Manifestement, la nouvelle année n'a pas produit de changement dans la dynamique de la
couverture médiatique des affaires de
La Belle Province... Dur retour au travail
en fait. Pendant la période des fêtes, on met la pédale douce sur les sujets qu'on taxe de
divisif,
la radio publique passe en mode festif, les auditeurs sont tout éparpillés, on met le monde sur pause. Personne ne s'en plaindra.
Retour à la grille normale, retour des collaborateurs habituels, on passe au mode
full opérationnel, tout le monde est prêt à faire feu. Dans la
ligne de tir, toujours les mêmes. Ce n'est pas deux petites semaines de
break qui changeront la direction de la mire! Les adversaires demeurent les mêmes.
« Il y a actuellement une fausse neutralité à Radio-Canada... », a déclaré
Lise Payette au Franc-Tireur Benoit Dutrizac le 8 janvier. Venant de cette
grande dame
qui connait très bien les jeux de coulisse de la Grande Tour et du
diffuseur public en général, ces paroles sont lourdes de sens.
L'ex-ministre péquiste n'a plus rien à perdre, ni à gagner. Elle dit ce
qu'elle pense. Ses paroles ont rapidement fait le tour des
réseaux sociaux, on a tantôt félicité sa franchise, d'autres ont maudit sa verve quand elle a traité Jean Charest de «
Trou de cul». La division ici, comme souvent sur tout en cette province, épousait les inclinaisons politiques habituelles.
Vous ne serez donc pas surpris si je vous dis que j'ai été plutôt
d'accord. Charest a surtout carburé au mépris pendant son règne, et ce
n'est certainement pas le type d'adversaire politique pour lequel on
éprouve du respect. De l'incident entre lui et Elsie Lefebvre jusqu'à sa
pathétique tentative de réélection de 2012 sur fond de chaos social
fomenté par pur opportunisme électoral, il y a peu à retenir de cet
homme et l'Histoire le jugera sévèrement.
Souvenons-nous que des centaines de milliers de Québécois de toutes
inclinaisons politiques ont investi la rue comme on ne l'avait vu ici
depuis des années pour quelle raison déjà? La hausse des frais de
scolarité au départ, mais le ras-le-bol de sa gouvernance ensuite.
«Il y a actuellement une fausse neutralité à Radio-Canada...»
Et pourtant, quand on écoute certains médias (la majorité en fait),
on pourrait croire que la province de Québec est à feu et à sang, que la
population est en proie à des manifestations quotidiennes de haine, de
xénophobie, par une armée de «pure-laine» assoiffée de vengeance contre
«les autres», que les familles sont divisées comme jamais peut-être
sinon 1995, on nous prédit le chaos à coup d'éditos de chroniqueurs
politiques en tout genre (surtout hostiles à la Chaaaaaarte!!!!
Bouuuu!). Oh que ça va brasser à partir du 14 janvier, date du début des
consultations publiques sur le projet de loi 60.

Exercice écrit 1:
Reproduisez fidèlement le passage du texte sur la couverture médiatique, de « Vous ne serez » à « sa gouvernance ensuite. ».

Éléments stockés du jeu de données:
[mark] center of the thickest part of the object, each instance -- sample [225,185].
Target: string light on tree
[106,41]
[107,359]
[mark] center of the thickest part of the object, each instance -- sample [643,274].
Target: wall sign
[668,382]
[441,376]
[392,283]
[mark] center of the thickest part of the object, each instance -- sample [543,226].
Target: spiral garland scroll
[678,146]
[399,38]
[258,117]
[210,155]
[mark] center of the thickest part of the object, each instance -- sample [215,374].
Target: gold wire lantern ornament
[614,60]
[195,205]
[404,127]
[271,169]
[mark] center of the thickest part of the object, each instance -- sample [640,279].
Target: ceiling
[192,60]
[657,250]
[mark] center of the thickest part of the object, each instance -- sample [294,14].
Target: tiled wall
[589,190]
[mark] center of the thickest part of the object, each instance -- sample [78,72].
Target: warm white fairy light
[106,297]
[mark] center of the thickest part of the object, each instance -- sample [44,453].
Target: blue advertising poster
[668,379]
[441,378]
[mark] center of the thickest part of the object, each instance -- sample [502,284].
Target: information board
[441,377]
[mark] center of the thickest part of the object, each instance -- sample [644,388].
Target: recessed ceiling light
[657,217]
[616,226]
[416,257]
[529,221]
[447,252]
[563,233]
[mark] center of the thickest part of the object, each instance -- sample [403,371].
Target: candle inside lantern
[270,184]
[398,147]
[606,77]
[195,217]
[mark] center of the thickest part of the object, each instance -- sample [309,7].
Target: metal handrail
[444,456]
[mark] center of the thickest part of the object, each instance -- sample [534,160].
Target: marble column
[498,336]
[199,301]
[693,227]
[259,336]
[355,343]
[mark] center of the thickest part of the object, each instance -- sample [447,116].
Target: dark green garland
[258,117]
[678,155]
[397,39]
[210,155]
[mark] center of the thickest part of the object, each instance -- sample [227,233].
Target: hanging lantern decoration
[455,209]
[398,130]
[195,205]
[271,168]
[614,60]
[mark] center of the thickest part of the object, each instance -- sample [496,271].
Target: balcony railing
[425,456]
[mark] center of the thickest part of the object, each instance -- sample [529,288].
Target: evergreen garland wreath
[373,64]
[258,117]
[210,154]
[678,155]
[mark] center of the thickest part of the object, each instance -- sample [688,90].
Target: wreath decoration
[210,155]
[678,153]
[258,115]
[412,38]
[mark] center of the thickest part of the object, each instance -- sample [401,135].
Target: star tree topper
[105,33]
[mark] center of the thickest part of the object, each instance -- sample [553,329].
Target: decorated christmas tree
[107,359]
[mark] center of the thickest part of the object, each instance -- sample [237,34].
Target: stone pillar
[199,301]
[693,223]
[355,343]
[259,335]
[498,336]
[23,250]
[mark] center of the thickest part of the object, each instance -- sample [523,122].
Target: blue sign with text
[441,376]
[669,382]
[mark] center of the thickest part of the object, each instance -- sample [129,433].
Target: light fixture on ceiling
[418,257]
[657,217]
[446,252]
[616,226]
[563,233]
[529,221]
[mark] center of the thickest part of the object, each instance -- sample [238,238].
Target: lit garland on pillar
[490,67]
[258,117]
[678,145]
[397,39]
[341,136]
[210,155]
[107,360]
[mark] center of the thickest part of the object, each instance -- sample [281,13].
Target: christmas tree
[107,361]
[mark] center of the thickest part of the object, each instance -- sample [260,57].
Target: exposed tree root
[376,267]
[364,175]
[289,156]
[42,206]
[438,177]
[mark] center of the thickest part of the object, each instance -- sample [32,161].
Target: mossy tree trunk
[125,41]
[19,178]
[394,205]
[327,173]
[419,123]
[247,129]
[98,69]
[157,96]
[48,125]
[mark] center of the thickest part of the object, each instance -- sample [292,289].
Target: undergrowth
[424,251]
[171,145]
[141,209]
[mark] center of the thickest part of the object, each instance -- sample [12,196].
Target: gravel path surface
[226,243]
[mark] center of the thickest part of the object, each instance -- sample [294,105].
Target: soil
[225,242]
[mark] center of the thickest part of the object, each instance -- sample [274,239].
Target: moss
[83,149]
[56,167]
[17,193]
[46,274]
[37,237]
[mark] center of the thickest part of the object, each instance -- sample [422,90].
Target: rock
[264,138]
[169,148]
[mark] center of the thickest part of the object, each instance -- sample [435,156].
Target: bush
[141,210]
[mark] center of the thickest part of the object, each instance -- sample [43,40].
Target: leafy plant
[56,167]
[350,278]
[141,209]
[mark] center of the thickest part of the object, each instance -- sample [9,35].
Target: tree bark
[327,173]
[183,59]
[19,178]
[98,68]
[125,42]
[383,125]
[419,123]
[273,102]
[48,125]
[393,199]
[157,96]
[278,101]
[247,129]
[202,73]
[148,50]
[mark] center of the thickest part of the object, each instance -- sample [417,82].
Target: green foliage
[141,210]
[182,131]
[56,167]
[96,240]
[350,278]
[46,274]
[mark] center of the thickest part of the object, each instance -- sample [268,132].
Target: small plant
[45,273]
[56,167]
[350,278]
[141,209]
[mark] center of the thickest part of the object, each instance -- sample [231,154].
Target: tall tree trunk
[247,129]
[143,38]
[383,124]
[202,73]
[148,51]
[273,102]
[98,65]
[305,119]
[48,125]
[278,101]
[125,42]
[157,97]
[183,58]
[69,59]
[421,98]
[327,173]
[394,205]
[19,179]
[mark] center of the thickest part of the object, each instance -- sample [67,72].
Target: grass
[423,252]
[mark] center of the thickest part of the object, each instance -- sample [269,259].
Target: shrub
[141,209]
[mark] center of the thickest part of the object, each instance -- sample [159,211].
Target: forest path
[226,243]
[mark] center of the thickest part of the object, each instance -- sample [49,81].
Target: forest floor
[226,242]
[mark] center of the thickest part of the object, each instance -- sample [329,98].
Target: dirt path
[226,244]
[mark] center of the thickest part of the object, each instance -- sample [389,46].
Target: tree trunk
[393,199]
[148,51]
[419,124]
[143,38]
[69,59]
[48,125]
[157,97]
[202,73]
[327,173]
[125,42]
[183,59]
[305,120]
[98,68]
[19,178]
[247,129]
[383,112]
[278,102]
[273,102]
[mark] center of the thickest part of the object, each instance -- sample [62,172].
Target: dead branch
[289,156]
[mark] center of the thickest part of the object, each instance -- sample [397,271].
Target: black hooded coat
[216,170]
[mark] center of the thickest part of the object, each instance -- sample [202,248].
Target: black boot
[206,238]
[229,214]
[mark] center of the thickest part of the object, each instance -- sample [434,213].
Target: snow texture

Exercice écrit 2:
Comptez, s'il vous plaît, les lignes de la liste qui contiennent la chaîne « pillar », en tenant compte de la casse, et donnez uniquement ce nombre.

Bonne réponse 1:
Vous ne serez donc pas surpris si je vous dis que j'ai été plutôt
d'accord. Charest a surtout carburé au mépris pendant son règne, et ce
n'est certainement pas le type d'adversaire politique pour lequel on
éprouve du respect. De l'incident entre lui et Elsie Lefebvre jusqu'à sa
pathétique tentative de réélection de 2012 sur fond de chaos social
fomenté par pur opportunisme électoral, il y a peu à retenir de cet
homme et l'Histoire le jugera sévèrement.
Souvenons-nous que des centaines de milliers de Québécois de toutes
inclinaisons politiques ont investi la rue comme on ne l'avait vu ici
depuis des années pour quelle raison déjà? La hausse des frais de
scolarité au départ, mais le ras-le-bol de sa gouvernance ensuite.

Bonne réponse 2:
2